> **PROBLEM STATEMENT**
In the text on introverts and individuation, change "folklore" to "poetry" and give the portion between "I like reading" and "categories of personality.", inclusive, with that one replacement made.

[Opening PROVIDED TEXT section]

I like reading and music and art and folklore and story telling. I am the textbook introvert. However, we introverts can neglect the world outside ourselves. Our relationship with our archetypes gets to be a little clingy. Introverts need to get out and chill with people who aren't themselves. I saw the importance of that while treating Otto Gross, an epic individual who inspired me to create these two categories of personality.
Individuation
I figure it's like this: a good mythic story is like an awesome stand-up comedy routine. The comic is the main character's personal unconscious and the audience (usually out in the dark) is the collective unconscious, full of the character's archetypes. Both need to have a good time in order for the show to be successful. This is the process of individuation—the quest for the main character to "find herself," also called a hero's journey.
Think of Luke Skywalker on Degobah. Yoda knows Princess Leia is Luke's sister, but he also knows Luke's young personality would flip out if he were to reveal this juicy tidbit. Yoda is an individual because he knows himself and he knows his audience. This little green guy knows how to work a room.

[Closing PROVIDED TEXT section]
[Opening THE DATA section]

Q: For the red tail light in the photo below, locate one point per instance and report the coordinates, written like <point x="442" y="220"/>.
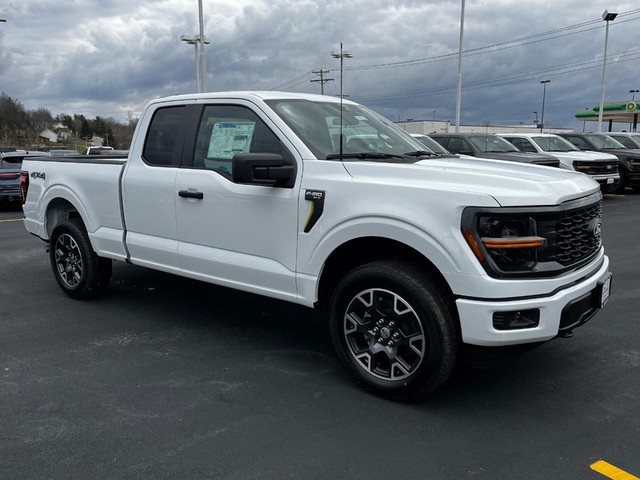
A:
<point x="24" y="186"/>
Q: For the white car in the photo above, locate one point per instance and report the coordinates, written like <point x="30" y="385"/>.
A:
<point x="602" y="167"/>
<point x="628" y="139"/>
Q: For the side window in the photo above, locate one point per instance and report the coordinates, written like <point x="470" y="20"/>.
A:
<point x="459" y="145"/>
<point x="161" y="142"/>
<point x="523" y="144"/>
<point x="225" y="130"/>
<point x="578" y="142"/>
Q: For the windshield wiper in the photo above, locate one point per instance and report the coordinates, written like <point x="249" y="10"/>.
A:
<point x="420" y="153"/>
<point x="363" y="155"/>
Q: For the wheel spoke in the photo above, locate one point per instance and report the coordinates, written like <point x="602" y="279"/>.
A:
<point x="384" y="334"/>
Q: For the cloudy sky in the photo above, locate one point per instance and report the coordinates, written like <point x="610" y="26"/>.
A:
<point x="108" y="57"/>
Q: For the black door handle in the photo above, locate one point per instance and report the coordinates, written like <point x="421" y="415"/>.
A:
<point x="190" y="194"/>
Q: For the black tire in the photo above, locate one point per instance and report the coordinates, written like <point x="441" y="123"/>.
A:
<point x="77" y="268"/>
<point x="394" y="330"/>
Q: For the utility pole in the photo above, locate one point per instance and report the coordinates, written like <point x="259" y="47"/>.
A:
<point x="322" y="80"/>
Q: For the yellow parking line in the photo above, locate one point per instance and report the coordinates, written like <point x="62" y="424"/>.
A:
<point x="610" y="471"/>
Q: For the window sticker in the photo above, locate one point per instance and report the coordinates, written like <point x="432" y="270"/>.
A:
<point x="229" y="138"/>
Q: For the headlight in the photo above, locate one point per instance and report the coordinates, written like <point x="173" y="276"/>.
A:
<point x="509" y="242"/>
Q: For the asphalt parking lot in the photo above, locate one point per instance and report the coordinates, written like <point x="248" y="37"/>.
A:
<point x="170" y="378"/>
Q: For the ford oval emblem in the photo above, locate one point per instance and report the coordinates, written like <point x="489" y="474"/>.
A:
<point x="595" y="228"/>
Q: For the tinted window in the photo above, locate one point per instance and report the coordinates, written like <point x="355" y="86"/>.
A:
<point x="522" y="144"/>
<point x="459" y="145"/>
<point x="229" y="129"/>
<point x="491" y="144"/>
<point x="161" y="145"/>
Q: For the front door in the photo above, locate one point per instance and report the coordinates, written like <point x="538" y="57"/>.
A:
<point x="241" y="236"/>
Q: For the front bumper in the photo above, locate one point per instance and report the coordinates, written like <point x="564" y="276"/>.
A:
<point x="559" y="312"/>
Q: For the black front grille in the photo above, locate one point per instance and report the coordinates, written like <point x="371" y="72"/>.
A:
<point x="572" y="236"/>
<point x="575" y="235"/>
<point x="548" y="163"/>
<point x="598" y="167"/>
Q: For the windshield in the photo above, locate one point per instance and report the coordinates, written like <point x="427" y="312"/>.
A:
<point x="491" y="144"/>
<point x="317" y="123"/>
<point x="431" y="144"/>
<point x="554" y="144"/>
<point x="604" y="142"/>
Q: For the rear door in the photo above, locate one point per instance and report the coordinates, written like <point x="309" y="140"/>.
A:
<point x="242" y="236"/>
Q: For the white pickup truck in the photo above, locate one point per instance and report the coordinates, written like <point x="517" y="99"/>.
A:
<point x="421" y="260"/>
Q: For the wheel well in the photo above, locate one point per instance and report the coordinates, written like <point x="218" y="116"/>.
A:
<point x="58" y="211"/>
<point x="360" y="251"/>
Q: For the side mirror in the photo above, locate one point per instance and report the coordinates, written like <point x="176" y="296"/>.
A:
<point x="266" y="169"/>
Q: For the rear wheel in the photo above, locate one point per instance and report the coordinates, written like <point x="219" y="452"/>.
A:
<point x="394" y="330"/>
<point x="77" y="268"/>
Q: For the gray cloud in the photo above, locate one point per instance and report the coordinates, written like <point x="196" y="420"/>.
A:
<point x="107" y="58"/>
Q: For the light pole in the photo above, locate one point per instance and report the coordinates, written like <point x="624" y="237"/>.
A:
<point x="544" y="95"/>
<point x="459" y="88"/>
<point x="203" y="58"/>
<point x="607" y="16"/>
<point x="633" y="99"/>
<point x="195" y="40"/>
<point x="342" y="54"/>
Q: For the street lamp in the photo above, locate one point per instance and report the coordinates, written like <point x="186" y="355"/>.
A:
<point x="607" y="16"/>
<point x="459" y="87"/>
<point x="195" y="40"/>
<point x="342" y="54"/>
<point x="544" y="94"/>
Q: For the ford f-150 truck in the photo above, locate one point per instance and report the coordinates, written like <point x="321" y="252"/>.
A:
<point x="421" y="260"/>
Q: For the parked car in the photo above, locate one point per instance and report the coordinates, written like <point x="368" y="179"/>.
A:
<point x="483" y="145"/>
<point x="601" y="166"/>
<point x="95" y="150"/>
<point x="628" y="139"/>
<point x="420" y="261"/>
<point x="10" y="166"/>
<point x="628" y="159"/>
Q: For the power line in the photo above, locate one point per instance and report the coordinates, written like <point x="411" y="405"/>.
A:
<point x="322" y="80"/>
<point x="557" y="71"/>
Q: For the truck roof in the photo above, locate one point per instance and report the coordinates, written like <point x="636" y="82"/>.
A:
<point x="251" y="95"/>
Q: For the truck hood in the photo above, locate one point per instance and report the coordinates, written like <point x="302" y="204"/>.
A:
<point x="508" y="183"/>
<point x="625" y="152"/>
<point x="524" y="157"/>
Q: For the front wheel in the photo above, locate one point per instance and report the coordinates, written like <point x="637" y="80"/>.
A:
<point x="77" y="268"/>
<point x="394" y="330"/>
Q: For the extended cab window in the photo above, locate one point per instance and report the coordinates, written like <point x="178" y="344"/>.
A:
<point x="580" y="143"/>
<point x="161" y="146"/>
<point x="522" y="144"/>
<point x="229" y="129"/>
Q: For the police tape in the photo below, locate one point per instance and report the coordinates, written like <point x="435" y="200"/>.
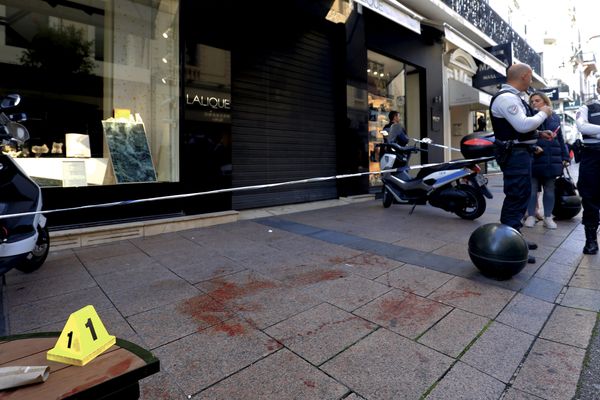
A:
<point x="429" y="143"/>
<point x="226" y="190"/>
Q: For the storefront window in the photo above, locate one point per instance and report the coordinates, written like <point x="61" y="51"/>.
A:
<point x="386" y="92"/>
<point x="100" y="84"/>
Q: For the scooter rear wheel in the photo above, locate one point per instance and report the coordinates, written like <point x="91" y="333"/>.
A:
<point x="475" y="205"/>
<point x="38" y="255"/>
<point x="388" y="199"/>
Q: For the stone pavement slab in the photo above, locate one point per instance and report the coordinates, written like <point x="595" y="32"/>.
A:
<point x="385" y="365"/>
<point x="282" y="376"/>
<point x="404" y="313"/>
<point x="454" y="332"/>
<point x="499" y="351"/>
<point x="350" y="302"/>
<point x="465" y="382"/>
<point x="551" y="370"/>
<point x="320" y="333"/>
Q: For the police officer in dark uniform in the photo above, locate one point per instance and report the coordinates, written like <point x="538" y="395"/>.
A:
<point x="515" y="128"/>
<point x="588" y="123"/>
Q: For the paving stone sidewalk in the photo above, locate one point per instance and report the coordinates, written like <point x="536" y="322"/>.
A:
<point x="347" y="302"/>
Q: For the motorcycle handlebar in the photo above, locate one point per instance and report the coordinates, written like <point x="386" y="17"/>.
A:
<point x="403" y="149"/>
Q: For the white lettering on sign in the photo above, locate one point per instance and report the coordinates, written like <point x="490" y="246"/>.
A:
<point x="208" y="101"/>
<point x="374" y="4"/>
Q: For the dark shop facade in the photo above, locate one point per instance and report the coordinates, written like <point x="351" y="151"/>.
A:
<point x="136" y="99"/>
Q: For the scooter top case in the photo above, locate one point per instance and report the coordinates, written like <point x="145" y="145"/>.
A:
<point x="478" y="144"/>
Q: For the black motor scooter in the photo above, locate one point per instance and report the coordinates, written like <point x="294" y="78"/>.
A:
<point x="24" y="240"/>
<point x="455" y="186"/>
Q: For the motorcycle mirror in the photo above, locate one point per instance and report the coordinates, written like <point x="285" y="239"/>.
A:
<point x="12" y="100"/>
<point x="17" y="132"/>
<point x="19" y="117"/>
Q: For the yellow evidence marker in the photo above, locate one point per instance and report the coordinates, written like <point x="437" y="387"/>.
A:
<point x="82" y="339"/>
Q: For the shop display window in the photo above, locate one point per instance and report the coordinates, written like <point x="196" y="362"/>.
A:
<point x="386" y="92"/>
<point x="99" y="82"/>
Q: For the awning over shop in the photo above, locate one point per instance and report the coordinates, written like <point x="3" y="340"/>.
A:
<point x="478" y="52"/>
<point x="460" y="94"/>
<point x="395" y="12"/>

[Closing THE DATA section]

> **RESULT**
I like reading and music and art and poetry and story telling. I am the textbook introvert. However, we introverts can neglect the world outside ourselves. Our relationship with our archetypes gets to be a little clingy. Introverts need to get out and chill with people who aren't themselves. I saw the importance of that while treating Otto Gross, an epic individual who inspired me to create these two categories of personality.